__Your instructions__
Report each line from the records where the string "below" turns up.

Region pointing data
◇ ◇ ◇ ◇ ◇

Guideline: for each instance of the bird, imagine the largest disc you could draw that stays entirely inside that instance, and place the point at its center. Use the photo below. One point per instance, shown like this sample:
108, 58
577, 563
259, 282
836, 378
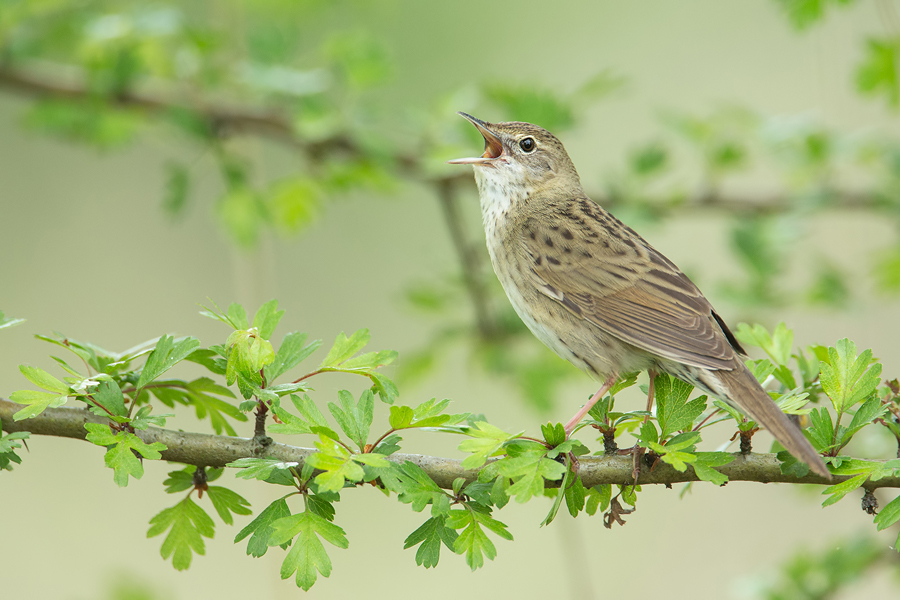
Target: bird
595, 292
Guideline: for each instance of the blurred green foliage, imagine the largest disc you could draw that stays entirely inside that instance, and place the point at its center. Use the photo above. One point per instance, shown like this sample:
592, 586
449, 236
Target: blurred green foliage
104, 73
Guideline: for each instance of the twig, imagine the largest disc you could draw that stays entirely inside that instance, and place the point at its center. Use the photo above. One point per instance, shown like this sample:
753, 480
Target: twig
218, 450
469, 259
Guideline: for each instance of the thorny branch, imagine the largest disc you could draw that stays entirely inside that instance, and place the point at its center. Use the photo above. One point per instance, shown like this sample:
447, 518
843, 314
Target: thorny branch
218, 450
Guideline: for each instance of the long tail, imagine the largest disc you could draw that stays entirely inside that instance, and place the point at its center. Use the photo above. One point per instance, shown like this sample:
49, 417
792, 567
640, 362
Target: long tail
743, 390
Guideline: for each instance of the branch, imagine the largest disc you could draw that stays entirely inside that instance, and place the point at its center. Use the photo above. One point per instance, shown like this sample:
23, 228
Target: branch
272, 122
469, 258
207, 450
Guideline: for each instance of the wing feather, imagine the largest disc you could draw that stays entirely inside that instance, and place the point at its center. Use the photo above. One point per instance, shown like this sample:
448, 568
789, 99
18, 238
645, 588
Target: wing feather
602, 271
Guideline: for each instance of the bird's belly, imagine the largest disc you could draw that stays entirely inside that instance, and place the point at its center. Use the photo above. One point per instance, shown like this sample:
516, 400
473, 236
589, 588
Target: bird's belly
580, 342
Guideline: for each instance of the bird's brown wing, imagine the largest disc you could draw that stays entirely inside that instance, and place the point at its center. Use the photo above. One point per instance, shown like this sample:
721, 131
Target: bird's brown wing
602, 271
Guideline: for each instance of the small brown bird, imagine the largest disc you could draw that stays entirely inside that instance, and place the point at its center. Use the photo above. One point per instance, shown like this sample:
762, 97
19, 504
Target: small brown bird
595, 292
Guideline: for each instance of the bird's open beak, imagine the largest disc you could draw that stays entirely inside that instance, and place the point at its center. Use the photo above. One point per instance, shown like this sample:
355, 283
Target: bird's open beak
493, 147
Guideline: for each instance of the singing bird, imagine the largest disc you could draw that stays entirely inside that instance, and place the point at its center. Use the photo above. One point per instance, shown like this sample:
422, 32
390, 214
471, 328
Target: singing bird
595, 292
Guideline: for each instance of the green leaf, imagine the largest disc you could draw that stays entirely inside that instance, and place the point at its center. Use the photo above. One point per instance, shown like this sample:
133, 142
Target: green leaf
487, 441
43, 379
337, 465
310, 420
200, 392
9, 321
263, 468
427, 414
472, 541
575, 497
846, 377
354, 418
261, 528
180, 480
238, 316
821, 429
527, 466
109, 395
267, 318
704, 463
290, 354
778, 345
416, 487
877, 74
189, 525
400, 417
840, 490
121, 448
226, 502
598, 498
247, 353
177, 187
345, 347
166, 355
384, 387
889, 515
8, 447
431, 534
36, 402
307, 555
803, 13
673, 411
370, 360
554, 434
865, 414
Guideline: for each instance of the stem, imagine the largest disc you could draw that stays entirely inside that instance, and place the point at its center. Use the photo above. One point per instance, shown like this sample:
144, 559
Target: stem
98, 405
381, 439
219, 450
308, 375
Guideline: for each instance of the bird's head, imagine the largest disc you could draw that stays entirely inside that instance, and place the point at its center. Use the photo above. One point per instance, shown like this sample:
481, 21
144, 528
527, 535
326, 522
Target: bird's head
521, 159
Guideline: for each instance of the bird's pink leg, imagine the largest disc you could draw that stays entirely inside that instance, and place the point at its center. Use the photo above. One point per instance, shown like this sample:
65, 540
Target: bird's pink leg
651, 392
590, 403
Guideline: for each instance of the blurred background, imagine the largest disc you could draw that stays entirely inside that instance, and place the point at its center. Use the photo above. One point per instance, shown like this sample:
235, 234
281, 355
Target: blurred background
156, 155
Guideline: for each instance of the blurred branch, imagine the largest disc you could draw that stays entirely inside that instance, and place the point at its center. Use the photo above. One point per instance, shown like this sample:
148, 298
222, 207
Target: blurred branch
224, 120
469, 258
218, 450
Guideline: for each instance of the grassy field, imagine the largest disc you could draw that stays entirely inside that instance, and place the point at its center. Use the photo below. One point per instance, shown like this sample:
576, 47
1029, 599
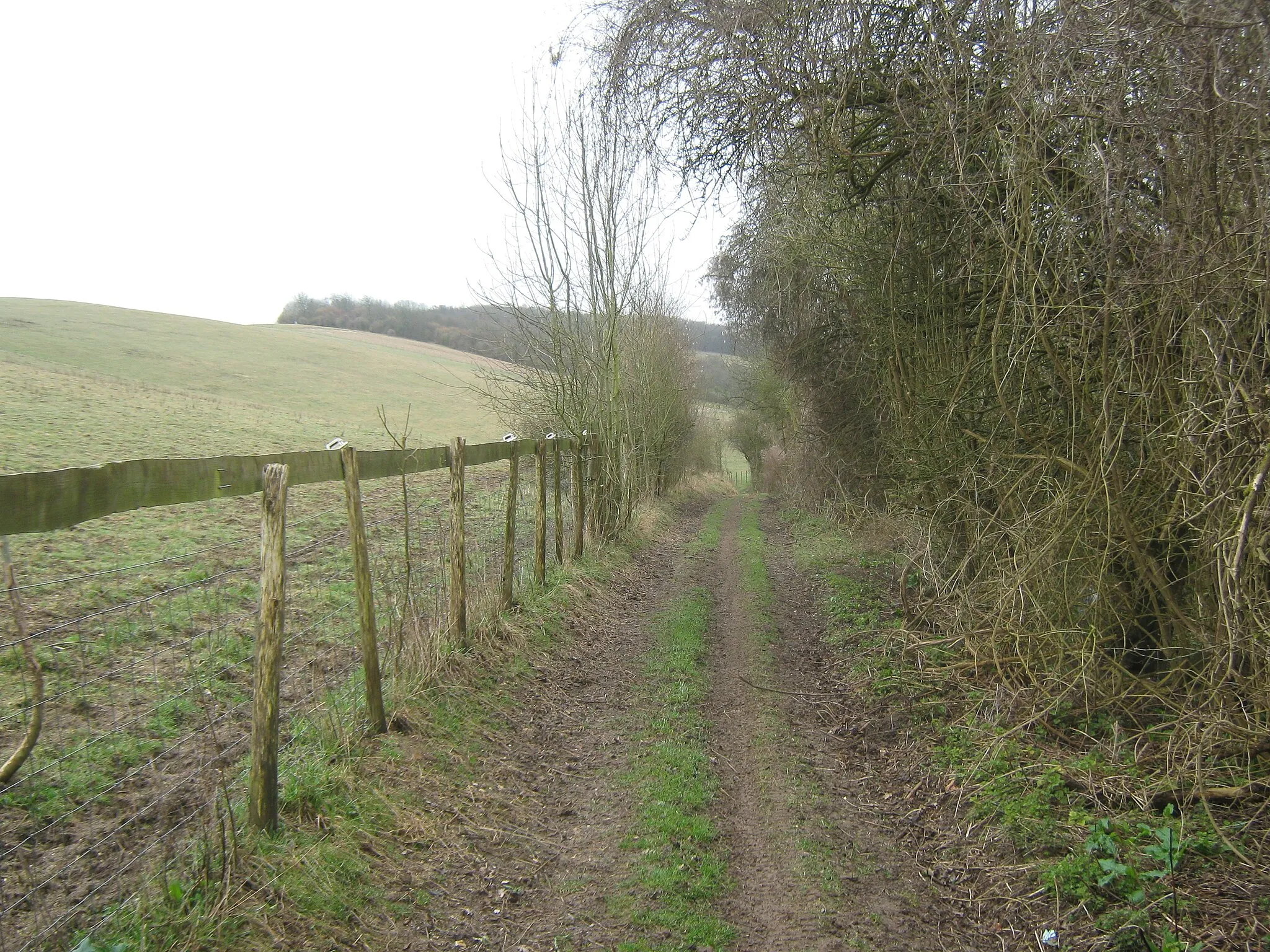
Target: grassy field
88, 384
144, 621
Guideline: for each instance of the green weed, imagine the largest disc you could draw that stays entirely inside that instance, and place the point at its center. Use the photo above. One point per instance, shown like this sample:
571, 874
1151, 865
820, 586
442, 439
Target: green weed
677, 875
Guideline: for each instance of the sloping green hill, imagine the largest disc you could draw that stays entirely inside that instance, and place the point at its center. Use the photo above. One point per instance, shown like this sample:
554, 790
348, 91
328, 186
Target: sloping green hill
84, 384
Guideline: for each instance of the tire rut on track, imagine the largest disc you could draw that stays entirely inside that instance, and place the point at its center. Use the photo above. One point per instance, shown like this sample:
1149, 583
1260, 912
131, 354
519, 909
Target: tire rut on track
540, 834
770, 906
536, 838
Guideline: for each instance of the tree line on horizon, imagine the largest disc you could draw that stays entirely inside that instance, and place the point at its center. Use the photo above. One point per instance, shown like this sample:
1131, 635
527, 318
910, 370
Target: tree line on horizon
478, 330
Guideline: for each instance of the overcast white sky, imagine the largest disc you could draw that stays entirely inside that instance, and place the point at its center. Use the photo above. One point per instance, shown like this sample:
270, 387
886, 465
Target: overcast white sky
216, 159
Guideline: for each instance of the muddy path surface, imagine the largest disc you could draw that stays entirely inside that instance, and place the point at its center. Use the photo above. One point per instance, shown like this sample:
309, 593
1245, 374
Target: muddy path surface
536, 858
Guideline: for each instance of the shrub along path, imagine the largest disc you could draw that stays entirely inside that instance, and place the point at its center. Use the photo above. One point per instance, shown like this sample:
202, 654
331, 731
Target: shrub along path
655, 788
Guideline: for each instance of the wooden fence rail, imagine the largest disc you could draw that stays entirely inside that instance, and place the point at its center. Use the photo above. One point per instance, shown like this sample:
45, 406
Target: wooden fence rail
45, 501
42, 501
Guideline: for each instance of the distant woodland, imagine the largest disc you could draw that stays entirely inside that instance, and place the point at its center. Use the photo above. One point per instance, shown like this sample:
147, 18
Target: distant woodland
479, 330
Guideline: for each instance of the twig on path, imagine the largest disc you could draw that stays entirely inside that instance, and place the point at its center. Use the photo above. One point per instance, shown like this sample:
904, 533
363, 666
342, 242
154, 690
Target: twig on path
794, 694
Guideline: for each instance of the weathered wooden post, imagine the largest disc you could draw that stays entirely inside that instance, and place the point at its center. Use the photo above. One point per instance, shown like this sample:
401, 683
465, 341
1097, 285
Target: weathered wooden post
593, 517
628, 501
579, 495
510, 528
559, 516
458, 555
365, 591
262, 808
540, 514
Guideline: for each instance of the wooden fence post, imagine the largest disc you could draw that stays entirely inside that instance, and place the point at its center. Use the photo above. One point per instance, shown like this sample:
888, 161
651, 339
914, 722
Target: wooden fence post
579, 495
458, 552
540, 514
559, 516
628, 499
510, 528
263, 794
593, 517
365, 592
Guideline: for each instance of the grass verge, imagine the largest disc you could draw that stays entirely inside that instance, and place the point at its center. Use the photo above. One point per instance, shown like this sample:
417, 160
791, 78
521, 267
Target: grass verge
361, 821
677, 873
1103, 875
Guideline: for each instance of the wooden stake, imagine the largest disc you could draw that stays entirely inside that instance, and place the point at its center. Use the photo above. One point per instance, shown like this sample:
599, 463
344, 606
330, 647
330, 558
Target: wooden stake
593, 519
510, 530
556, 470
579, 496
458, 550
365, 592
540, 514
29, 653
263, 792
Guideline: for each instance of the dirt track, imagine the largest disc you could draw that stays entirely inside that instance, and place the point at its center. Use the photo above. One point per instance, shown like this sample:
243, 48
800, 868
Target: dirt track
538, 858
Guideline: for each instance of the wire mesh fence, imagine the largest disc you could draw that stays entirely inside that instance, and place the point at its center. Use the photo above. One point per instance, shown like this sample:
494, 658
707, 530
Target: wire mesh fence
148, 671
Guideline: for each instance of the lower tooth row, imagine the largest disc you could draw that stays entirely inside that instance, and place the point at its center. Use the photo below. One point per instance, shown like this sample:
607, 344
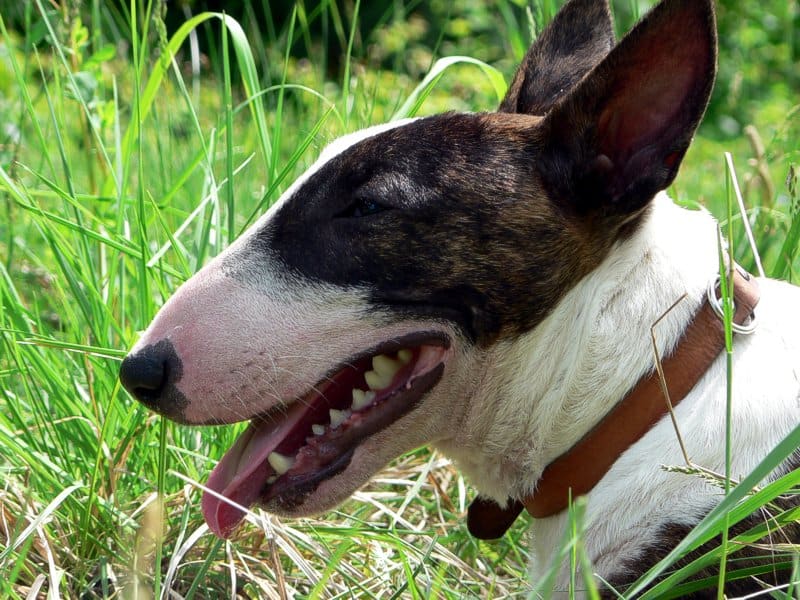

◇ ◇ ◇ ◇ ◇

__Expected output__
Guideline: for each instance of the bird, imagine the largest disc you could draw that stays entirely inside that instance, and place the point at its center. Use the photo below. One point per instance, shown like this sample:
Guideline: for each instance of the grassy field, imagine the largest disc you could draw that stays entirely inside that instance, and place the point at its center. Use the photo below. One point per instance, shown like this sample:
Guideline: for each instance of the lower tooth row, imagine the largest disc you could draw that stays entirely inside that instance, and place the point at its center. Use the photo below. One point per instance, shown like this sample:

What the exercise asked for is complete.